### [Texte de la page]
━━━━━━━━
Alex + Ada 1 par Jonathan Luna et Sarah Vaughn
AUTEUR : PRÉSENCE
VO : Image
VF: Delcourt
Ce tome est le premier d’une nouvelle série indépendante de toute autre. Il contient les épisodes 1 à 5, initialement parus en 2013/2014. L’histoire a été conçue par Jonathan Luna et Sarah Vaughn.
Les dialogues ont été réalisés par Vaughn. Jonathan Luna a réalisé les dessins, l’encrage, la mise en couleurs et le lettrage, ainsi que l’habillage graphique de la série.
Dans un futur proche les androïdes sont devenus une réalité, et les êtres humains peuvent s’implanter des puces électroniques leur permettant d’établir une connexion wifi avec les appareils informatiques.
Les écrans physiques ont majoritairement disparu, au profit de projection en 2-D. Ce matin Alex est réveillé par l’ordinateur domotique lui indiquant l’heure et lui proposant un choix entre des chaînes d’information.
La présentatrice évoque un massacre perpétré il y a un an, par un androïde doté d’intelligence artificielle (IA) sur des êtres humains, ce qui avait conduit à la promulgation de lois interdisant les IA. Durant sa journée, Alex se rend au travail, et répond à un appel d’Emily une amie, et un autre de sa grand-mère qui jouit des attentions d’un androïde de compagnie. En rentrant chez lui, il découvre que, contre son avis, elle lui a offert un modèle X5. Il ne sait pas trop quelle attitude adopter.
Jonathan Luna s’est fait connaître en réalisant des histoires particulières (et indépendantes) avec son frère Joshua, comme Girls (en 4 tomes, disponible en français), ou The Sword (en 4 tomes également). Ils ont décidé par la suite de travailler chacun de leur côté : Joshua Luna a réalisé Whispers, et Jonathan Luna Star Bright and the looking glass (un récit complet en 1 tome).
Le début de l’histoire ressemble à un rêve humide de jeune adulte mâle esseulé : une poupée animée programmée pour servir et réaliser toutes les demandes (y compris de nature sexuelle) de son propriétaire. Jonathan Luna expose ce dernier point avec une certaine espièglerie puisque que c’est la tante (une soixantaine d’années) du personnage principal qui utilise son propre androïde comme sextoy, et qui l’indique sans minauderie à Alex ; les adultes donnent un drôle d’exemple.
━━━━━━━━
### [Consigne]
Rédigez la suite de la critique du premier tome d'Alex + Ada, en partant de sa dernière phrase.

Données d'annotation par points:
━━━━━━━━
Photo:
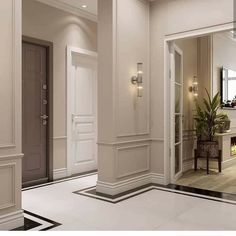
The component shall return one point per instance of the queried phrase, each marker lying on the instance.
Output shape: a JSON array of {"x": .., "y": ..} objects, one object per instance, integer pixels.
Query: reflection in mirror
[{"x": 228, "y": 87}]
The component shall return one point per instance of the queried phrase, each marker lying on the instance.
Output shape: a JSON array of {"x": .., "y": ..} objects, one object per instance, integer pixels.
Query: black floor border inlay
[
  {"x": 79, "y": 176},
  {"x": 31, "y": 224},
  {"x": 178, "y": 189}
]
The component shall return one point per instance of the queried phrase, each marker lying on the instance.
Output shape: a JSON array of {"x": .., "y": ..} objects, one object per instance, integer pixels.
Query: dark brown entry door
[{"x": 34, "y": 114}]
━━━━━━━━
### [Résultat]
Comme dans Girls, Luna met en scène un jeune adulte qui ne pense pas avec ce qu’il a entre les jambes, qui n’est pas le jouet de ses hormones. Pour Alex, la relation interpersonnelle passe avant la bagatelle. Du coup les atermoiements d’Alex commencent par générer un malaise quant à la nature d’Ada.
Certes elle ne dispose pas d’intelligence au sens humain du terme, et donc pas de conscience. Toutefois sa ressemblance avec un être humain et son autonomie relative en font un petit peu plus qu’une simple poupée grandeur nature, avec une programmation simulant l’affection.
Dans ce tome, le thème principal n’est cependant pas celui de la naissance ou de la frontière de la conscience. En fait Jonathan Luna s’attache plutôt au décalage entre les fonctionnalités d’Ada et l’attente d’Alex en termes de relation. Il sonde la question de l’autonomie de l’individu par le biais d’Ada dont le comportement est entièrement dévoué à servir Alex de son mieux, mais qui dépend des informations qu’il lui donne quant à la nature de ce qui lui fait plaisir. Cette approche constitue une réflexion habile sur ce que l’individu attend de sa compagne, en forçant le personnage à réfléchir et exprimer ses attentes.
L’intelligence de la narration de Jonathan Luna est de montrer ces attentes relationnelles d’Alex, et les réactions programmées d’Ada qui ne répondent pas à ses attentes. Il évite les longs discours au profit d’une mise en scène parlante. « Alex + Ada » n’est pas un comics d’action, ce qui ne veut pas dire qu’il ne se passe rien ou qu’il n’y ait pas de suspense.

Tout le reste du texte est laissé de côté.